What this task involves: Copy out all the data below with each "one marker" changed to "a single marker" and everything else kept the same. Leave the pictures out.

--- start of Information given ---

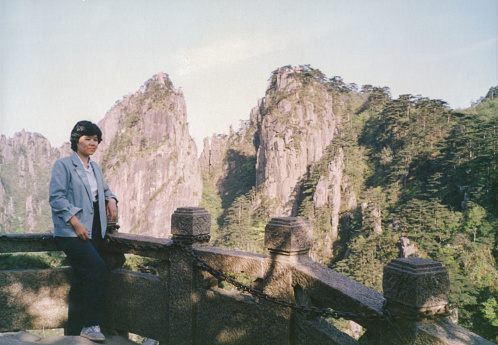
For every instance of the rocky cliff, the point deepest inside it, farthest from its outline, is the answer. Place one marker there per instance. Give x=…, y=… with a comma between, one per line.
x=289, y=140
x=296, y=124
x=25, y=166
x=148, y=157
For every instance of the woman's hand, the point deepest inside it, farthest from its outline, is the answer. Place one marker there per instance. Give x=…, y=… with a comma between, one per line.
x=112, y=209
x=79, y=228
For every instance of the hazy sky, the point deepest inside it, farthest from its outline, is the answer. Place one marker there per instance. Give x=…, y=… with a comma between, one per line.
x=62, y=61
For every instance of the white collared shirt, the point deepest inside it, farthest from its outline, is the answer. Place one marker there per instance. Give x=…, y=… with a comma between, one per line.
x=92, y=180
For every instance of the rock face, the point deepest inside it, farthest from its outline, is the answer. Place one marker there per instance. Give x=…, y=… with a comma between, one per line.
x=148, y=157
x=296, y=124
x=26, y=162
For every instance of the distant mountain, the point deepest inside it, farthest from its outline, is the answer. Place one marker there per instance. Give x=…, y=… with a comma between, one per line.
x=147, y=155
x=25, y=165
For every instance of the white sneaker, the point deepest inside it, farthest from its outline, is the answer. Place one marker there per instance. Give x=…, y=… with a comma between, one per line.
x=93, y=333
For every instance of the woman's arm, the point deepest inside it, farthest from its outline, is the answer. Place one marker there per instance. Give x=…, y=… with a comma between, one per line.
x=59, y=185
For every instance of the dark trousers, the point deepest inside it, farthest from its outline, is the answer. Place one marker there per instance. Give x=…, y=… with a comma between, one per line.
x=87, y=296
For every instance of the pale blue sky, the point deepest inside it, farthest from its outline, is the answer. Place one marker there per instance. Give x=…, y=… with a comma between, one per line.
x=62, y=61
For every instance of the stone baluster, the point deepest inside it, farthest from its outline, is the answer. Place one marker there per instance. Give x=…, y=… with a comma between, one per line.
x=190, y=225
x=412, y=287
x=415, y=286
x=289, y=240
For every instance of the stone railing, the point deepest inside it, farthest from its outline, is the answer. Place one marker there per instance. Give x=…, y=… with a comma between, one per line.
x=287, y=293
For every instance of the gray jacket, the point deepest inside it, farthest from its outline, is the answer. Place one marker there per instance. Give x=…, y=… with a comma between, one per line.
x=70, y=195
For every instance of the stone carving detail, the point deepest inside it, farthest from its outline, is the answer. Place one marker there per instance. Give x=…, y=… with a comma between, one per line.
x=406, y=249
x=190, y=221
x=289, y=236
x=416, y=285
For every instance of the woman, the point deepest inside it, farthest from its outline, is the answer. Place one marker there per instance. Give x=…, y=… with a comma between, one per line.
x=80, y=200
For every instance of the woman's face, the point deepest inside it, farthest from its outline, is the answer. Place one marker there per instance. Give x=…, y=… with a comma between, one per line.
x=88, y=145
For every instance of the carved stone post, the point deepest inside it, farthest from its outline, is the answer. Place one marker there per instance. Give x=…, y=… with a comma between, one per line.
x=412, y=287
x=289, y=240
x=192, y=226
x=415, y=285
x=289, y=237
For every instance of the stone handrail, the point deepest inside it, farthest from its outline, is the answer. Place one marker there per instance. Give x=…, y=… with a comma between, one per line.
x=184, y=305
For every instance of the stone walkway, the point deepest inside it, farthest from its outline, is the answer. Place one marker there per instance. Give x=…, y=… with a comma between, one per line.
x=24, y=338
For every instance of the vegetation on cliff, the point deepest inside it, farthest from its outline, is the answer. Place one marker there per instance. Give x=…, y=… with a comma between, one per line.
x=411, y=167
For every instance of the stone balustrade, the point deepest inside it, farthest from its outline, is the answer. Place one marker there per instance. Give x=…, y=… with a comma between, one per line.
x=184, y=304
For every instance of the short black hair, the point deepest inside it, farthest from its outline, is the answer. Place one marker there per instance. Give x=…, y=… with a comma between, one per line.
x=84, y=128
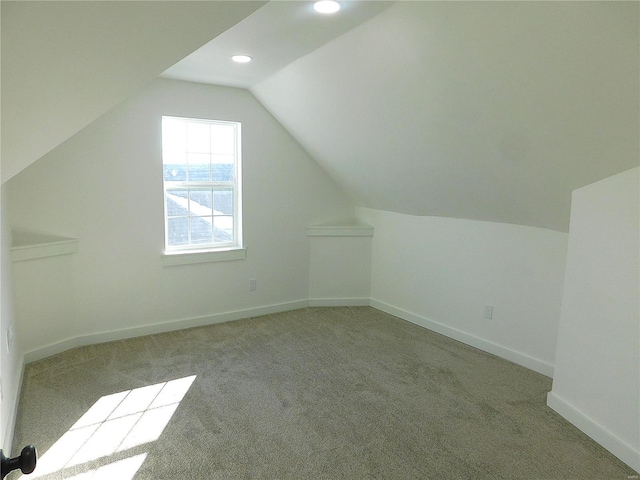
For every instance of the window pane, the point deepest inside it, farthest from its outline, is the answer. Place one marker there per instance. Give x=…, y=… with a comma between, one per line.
x=177, y=203
x=201, y=201
x=178, y=233
x=223, y=202
x=201, y=230
x=223, y=139
x=222, y=168
x=198, y=167
x=175, y=169
x=223, y=229
x=198, y=137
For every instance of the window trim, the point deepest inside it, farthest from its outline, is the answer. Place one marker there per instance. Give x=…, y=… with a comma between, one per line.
x=204, y=253
x=191, y=257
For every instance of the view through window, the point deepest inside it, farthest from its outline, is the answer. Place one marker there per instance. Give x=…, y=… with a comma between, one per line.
x=201, y=164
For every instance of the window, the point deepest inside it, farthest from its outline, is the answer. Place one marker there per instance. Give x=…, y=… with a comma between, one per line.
x=202, y=197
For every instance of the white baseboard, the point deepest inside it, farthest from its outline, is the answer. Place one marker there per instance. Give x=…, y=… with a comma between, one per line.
x=124, y=334
x=597, y=432
x=339, y=302
x=477, y=342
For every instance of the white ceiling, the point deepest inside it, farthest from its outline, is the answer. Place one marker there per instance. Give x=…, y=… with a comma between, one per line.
x=492, y=111
x=275, y=35
x=66, y=63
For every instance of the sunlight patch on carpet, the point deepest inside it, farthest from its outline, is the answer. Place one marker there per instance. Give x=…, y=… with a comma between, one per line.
x=115, y=423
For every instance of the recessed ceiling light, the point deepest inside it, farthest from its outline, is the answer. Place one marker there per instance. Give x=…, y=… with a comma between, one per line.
x=241, y=58
x=326, y=6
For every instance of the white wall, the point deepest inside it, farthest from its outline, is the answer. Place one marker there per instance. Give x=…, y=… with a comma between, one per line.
x=104, y=187
x=10, y=359
x=340, y=270
x=597, y=376
x=440, y=273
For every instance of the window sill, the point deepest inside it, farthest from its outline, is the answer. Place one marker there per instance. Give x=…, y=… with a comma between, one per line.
x=29, y=246
x=170, y=259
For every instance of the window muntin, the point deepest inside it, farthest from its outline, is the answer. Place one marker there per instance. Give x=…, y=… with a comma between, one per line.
x=201, y=175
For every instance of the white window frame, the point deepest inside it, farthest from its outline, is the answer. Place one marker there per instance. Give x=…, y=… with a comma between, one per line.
x=210, y=252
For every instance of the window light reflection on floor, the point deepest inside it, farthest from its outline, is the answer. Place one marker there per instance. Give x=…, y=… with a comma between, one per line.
x=115, y=423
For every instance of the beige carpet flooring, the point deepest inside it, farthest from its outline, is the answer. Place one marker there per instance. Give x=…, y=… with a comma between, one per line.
x=317, y=393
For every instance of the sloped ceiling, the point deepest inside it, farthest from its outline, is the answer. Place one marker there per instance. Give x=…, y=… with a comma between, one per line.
x=491, y=111
x=66, y=63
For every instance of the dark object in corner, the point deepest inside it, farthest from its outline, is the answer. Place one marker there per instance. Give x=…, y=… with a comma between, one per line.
x=26, y=462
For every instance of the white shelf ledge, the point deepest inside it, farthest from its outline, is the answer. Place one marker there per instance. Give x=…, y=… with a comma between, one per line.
x=340, y=231
x=29, y=246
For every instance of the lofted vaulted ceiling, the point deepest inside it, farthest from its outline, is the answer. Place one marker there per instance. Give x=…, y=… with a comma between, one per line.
x=490, y=111
x=66, y=63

--- end of Information given ---

Complete answer:
For every instance of the rocky cliff, the point deepest inside it, farthest from its outline, is the answer. Place a single marker there per instance. Give x=…, y=… with a comma between, one per line.
x=289, y=140
x=296, y=124
x=25, y=166
x=148, y=157
For every instance of the woman's hand, the point deepest inside it, farthest from its outline, is the answer. Place a single marker there per instance. Give x=…, y=… with a comma between, one per line.
x=112, y=209
x=79, y=228
For every instance of the hazy sky, the point deepest inside it, farthest from its outline, is the answer. Place a single marker there per instance. Give x=…, y=… with a comma between, one per line.
x=62, y=61
For every instance of the white collared shirt, the point deepest inside it, farthest from its outline, is the answer. Place a single marker there per instance. Give x=…, y=… with a comma between, one per line.
x=92, y=180
For every instance of the rock face, the point deepest inside it, farthest from its outline, is the answer. Place a single marker there per instance. Give x=…, y=… with a comma between, one per line.
x=148, y=157
x=296, y=124
x=26, y=162
For every instance of the distant mountain, the point deepest inside it, farthest from its outline, is the answer. Place a single marker there per instance. Give x=…, y=… with a comma between, one per line.
x=147, y=155
x=25, y=165
For every instance of the white sneaker, the point deepest inside it, farthest from its outline, is the answer. Place a single marker there per instance. Give x=…, y=… with a comma between, one per line.
x=93, y=333
For every instance of the woman's arm, the point deepest inside it, farthest from its outline, is the answer. Place a single marker there per instance. Give x=…, y=… with a comma between, one per line.
x=59, y=185
For every instance of the dark trousers, the point deepest inside it, farthest from its outline, is the answer. Place a single marker there per instance. Give x=…, y=… with a comma between, one per line.
x=87, y=296
For every instance of the pale blue sky, the point deepest inside it, farthest from its outline, is the answer. Place a single marker there per instance. Give x=…, y=… with a comma between, one per line.
x=62, y=61
For every instance of the stone baluster, the point deepest inside it, farthest from its outline, is the answer. Place a single marker there per instance. Give x=…, y=… with a comma between, one per line.
x=190, y=225
x=412, y=287
x=415, y=286
x=289, y=240
For every instance of the stone railing, the point deepest inside it, farthest from its outline, is the answer. Place a single marker there per instance. Give x=…, y=… with a comma between, one per line.
x=287, y=293
For every instance of the gray jacket, the point deepest inside it, farthest from its outline, is the answer. Place a single marker there per instance. Give x=…, y=… with a comma between, one per line.
x=70, y=195
For every instance of the stone carving detail, the point deepest inside it, farthest from its outline, is the answer. Place a single marker there per instance. Give x=…, y=… with a comma between, one per line.
x=406, y=249
x=190, y=221
x=289, y=236
x=416, y=285
For every instance of the woman, the point deepest inside it, farthest from its outline, is the answer. Place a single marker there per instance. Give x=…, y=… with a comma between, one per line.
x=80, y=200
For every instance of the woman's face, the point deepest inside it, farthest from its outline, is the answer. Place a single marker there per instance. Give x=…, y=… with a comma between, one per line.
x=88, y=145
For every instance of the carved stone post, the point deepest inside it, farthest from its outline, is the answer. Place a single marker there per instance. Give x=…, y=… with a comma between, one per line.
x=412, y=287
x=289, y=240
x=192, y=226
x=415, y=285
x=289, y=237
For every instance of the stone handrail, the point deepest inside it, farthest from its outline, is the answer. Place a single marker there per instance. Give x=…, y=… with a comma between, one per line.
x=184, y=305
For every instance of the stone walkway, the point deepest inside it, farthest from its outline, is the answer. Place a single marker there per instance. Give x=…, y=… with a comma between, one per line.
x=24, y=338
For every instance of the vegetation on cliff, the point deepest inside it, farthest from its outline, is the answer. Place a single marker there per instance. Give x=…, y=… with a comma between, one per line.
x=411, y=167
For every instance of the stone balustrade, the point deepest inside it, farthest from its outline, is the answer. Place a single marker there per instance. Give x=…, y=… with a comma between, one per line.
x=184, y=304
For every instance of the short black hair, the point deepest inside it, farthest from its outline, is the answer. Place a single marker there per instance. Give x=…, y=… with a comma between, one per line.
x=84, y=128
For every instance of the window pane, the point deepest inside it, farthest from its outline, is the answer. Place a single marker there per instance. Give x=…, y=… with a comma between, one per line.
x=177, y=203
x=201, y=201
x=178, y=233
x=223, y=202
x=201, y=230
x=223, y=139
x=222, y=168
x=198, y=167
x=175, y=169
x=223, y=229
x=198, y=137
For every instance of the window trim, the point deepest inside it, farthest from its outline, is the answer. Place a single marker there per instance. Give x=…, y=… with a comma between, one per line.
x=204, y=253
x=191, y=257
For every instance of the view through window, the point deepest inside it, farthest from its outline, is the answer. Place a single marker there per instance. Give x=…, y=… with a comma between, one per line.
x=201, y=164
For every instance of the window, the point deepest inside it, farthest from its outline, is the answer. Place a single marker there per instance. Give x=…, y=… with a comma between, one per line.
x=202, y=197
For every instance of the white baseboard, the point deepest inside it, farthest from its outline, is the answer. Place a single marker there per instance. Give x=…, y=… with a comma between, one per line.
x=124, y=334
x=597, y=432
x=339, y=302
x=477, y=342
For every instance of the white ceiling, the point deepest inside it, farthest from its outline, is the answer. Place a single marker there per instance. Give x=…, y=… with a comma between, one per line.
x=492, y=111
x=275, y=35
x=66, y=63
For every instance of the sunlight patch on carpet, the point deepest inside it, farthest from its outline, is the answer. Place a single marker there per instance. Give x=…, y=… with a comma between, one per line.
x=115, y=423
For every instance of the recessed ceiling light, the point deepest inside it, farthest from its outline, is the answer. Place a single marker there per instance. Give x=…, y=… with a comma between, one per line.
x=241, y=58
x=326, y=6
For every instance of the white wall, the point deepest inside it, farthest from its outline, is the answer. Place a single marker there per instance. Give x=…, y=… with a comma between, one per line.
x=104, y=187
x=10, y=359
x=340, y=270
x=597, y=376
x=440, y=273
For every instance of the window sill, the point deepest inside it, farthest from its outline, is the answer. Place a single marker there per instance. Give x=…, y=… with a comma between, one per line.
x=29, y=246
x=170, y=259
For every instance of the window muntin, the point deepest inside it, farthest from its outline, is the answer. Place a single marker there per instance. Give x=…, y=… with a comma between, one per line.
x=201, y=175
For every instance of the white window frame, the point deepest inside it, farthest from its outline, is the answer. Place a single marker there per instance. Give x=…, y=… with a comma between, one per line.
x=210, y=252
For every instance of the window light reflection on floor, the point deepest inside it, farthest from its outline, is the answer. Place a single marker there per instance. Give x=…, y=… with a comma between, one per line.
x=115, y=423
For every instance of the beige carpet flooring, the point deepest inside it, farthest from its outline, is the answer. Place a single marker there per instance. Give x=…, y=… with a comma between, one per line.
x=317, y=393
For every instance of the sloped ceiling, the point deepest inside it, farthest from its outline, is the answer. Place a single marker there per instance. Give x=…, y=… with a comma between, one per line.
x=491, y=111
x=66, y=63
For every instance of the dark object in corner, the point deepest inside it, farthest from its outline, is the answer. Place a single marker there per instance. Give x=…, y=… with a comma between, one per line.
x=26, y=462
For every instance of the white shelf ledge, the point deepest inside it, farthest from its outline, is the answer. Place a single marker there per instance. Give x=…, y=… with a comma between, one per line.
x=340, y=231
x=29, y=246
For every instance of the lofted vaulted ceiling, the point deepest inside it, farthest from its outline, is the answer. Place a single marker there per instance. Give x=…, y=… with a comma between, one per line.
x=490, y=111
x=66, y=63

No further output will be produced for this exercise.